# Work item
When a record contains an image, skip the image and retype the rest of that record exactly.
───
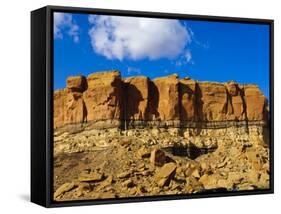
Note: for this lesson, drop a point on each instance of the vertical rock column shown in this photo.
(103, 97)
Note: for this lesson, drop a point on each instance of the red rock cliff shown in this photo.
(105, 96)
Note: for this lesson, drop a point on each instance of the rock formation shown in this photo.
(104, 96)
(135, 137)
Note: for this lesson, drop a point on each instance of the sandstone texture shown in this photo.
(105, 96)
(136, 137)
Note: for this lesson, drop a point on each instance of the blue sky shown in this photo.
(204, 51)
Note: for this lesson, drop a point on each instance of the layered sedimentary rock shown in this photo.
(104, 96)
(134, 136)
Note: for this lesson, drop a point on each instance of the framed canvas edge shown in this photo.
(49, 102)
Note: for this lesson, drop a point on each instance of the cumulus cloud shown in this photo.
(117, 37)
(64, 23)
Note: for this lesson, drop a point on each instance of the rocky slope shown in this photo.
(130, 137)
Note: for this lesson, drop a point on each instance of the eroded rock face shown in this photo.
(136, 90)
(168, 102)
(104, 96)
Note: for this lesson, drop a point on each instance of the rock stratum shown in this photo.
(129, 137)
(105, 96)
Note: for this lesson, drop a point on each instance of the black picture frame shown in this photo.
(42, 108)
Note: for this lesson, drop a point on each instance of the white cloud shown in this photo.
(63, 22)
(133, 70)
(117, 37)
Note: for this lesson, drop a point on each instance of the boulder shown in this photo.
(157, 157)
(165, 174)
(64, 188)
(92, 176)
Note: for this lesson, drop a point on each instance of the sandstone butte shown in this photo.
(105, 96)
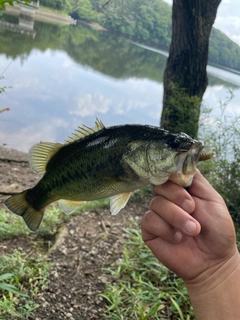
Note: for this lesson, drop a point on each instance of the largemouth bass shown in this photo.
(104, 162)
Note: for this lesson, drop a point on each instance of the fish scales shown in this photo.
(104, 162)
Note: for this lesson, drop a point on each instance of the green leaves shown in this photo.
(140, 287)
(11, 2)
(9, 287)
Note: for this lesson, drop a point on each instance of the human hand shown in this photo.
(191, 232)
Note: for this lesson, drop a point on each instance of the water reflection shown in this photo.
(67, 76)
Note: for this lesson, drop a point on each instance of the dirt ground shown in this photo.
(87, 243)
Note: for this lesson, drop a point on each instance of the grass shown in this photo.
(23, 277)
(140, 287)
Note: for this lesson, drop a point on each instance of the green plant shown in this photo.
(140, 287)
(24, 277)
(221, 134)
(7, 287)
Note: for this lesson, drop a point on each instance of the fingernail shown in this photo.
(190, 226)
(187, 206)
(177, 237)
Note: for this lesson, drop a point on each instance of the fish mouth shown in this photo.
(187, 161)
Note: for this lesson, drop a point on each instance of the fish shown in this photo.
(101, 162)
───
# Solved exercise
Note: for this lesson, drop a point on each instance of the vertical rock column shown in this photo.
(103, 97)
Note: for this lesson, drop a point on each instance of the red rock cliff shown in this photo.
(105, 96)
Note: for this lesson, drop a point on each instance of the rock formation shown in this photo.
(104, 96)
(135, 137)
Note: for this lesson, drop a point on each instance of the sandstone texture shown in this photo.
(105, 96)
(136, 137)
Note: for this lesson, drop a point on each instance of the blue sky shown in this photo.
(204, 51)
Note: for this lesson, drop a point on each instance of the layered sedimentary rock shown in this photo.
(104, 96)
(134, 136)
Note: for this lesson, drop a point on each instance of the framed canvas edge shown in this photo.
(49, 102)
Note: for this lesson, drop a point on each instance of the cumulus cloud shown in this photo.
(117, 37)
(64, 23)
Note: for this lesson, drop a point on each instance of the rocky slope shown in this photo.
(130, 137)
Note: for this lesson, drop a point on each instance of the eroded rock face shown in this photo.
(136, 90)
(168, 102)
(104, 96)
Note: for this lesson, drop a point on each instance of the rock stratum shown in this photo.
(129, 137)
(105, 96)
Note: for this lesson, drop a point on each instance of the black picture frame shown in this photo.
(42, 108)
Note: for this lesson, drop a point on each instance of the white cloud shown in this photo.
(63, 22)
(133, 70)
(117, 37)
Note: for this lesson, drop a point on each instance of the boulder shown in this photo.
(157, 157)
(165, 174)
(64, 188)
(92, 176)
Note: for this lesson, drop a point on each instance of the sandstone butte shown in this photo.
(105, 96)
Note: for this lesson, drop a point on each instance of the largemouth bass shown in this photo.
(104, 162)
Note: for this lesson, drop a point on each instance of the fish scales shown in this photo.
(104, 162)
Note: for this lesson, drop a point on each instance of the green leaves shown in this photo.
(140, 287)
(11, 2)
(9, 287)
Note: for this lesson, drop a point on each instance of the human hand shown in this photo.
(191, 232)
Note: for this lesson, drop a point on each instance of the water reflection shown in this photo.
(67, 76)
Note: for this lesson, drop a point on each instance of the dirt ground shown in this photo.
(87, 243)
Note: for this lesson, drop a point on each instance of the grass shown in this photo.
(23, 277)
(140, 287)
Note: for this lesson, drop a point on each instance of the green plant shown in this photo.
(140, 287)
(24, 277)
(221, 134)
(7, 287)
Note: for this lesson, drop a point on each instance of the fingernail shown in this photo.
(190, 226)
(187, 206)
(177, 237)
Note: for this lesson, drop a point on each instance of the fish mouth shown in this photo.
(187, 161)
Note: for this lesson, drop a point on each instance of the fish shown in this photo.
(101, 162)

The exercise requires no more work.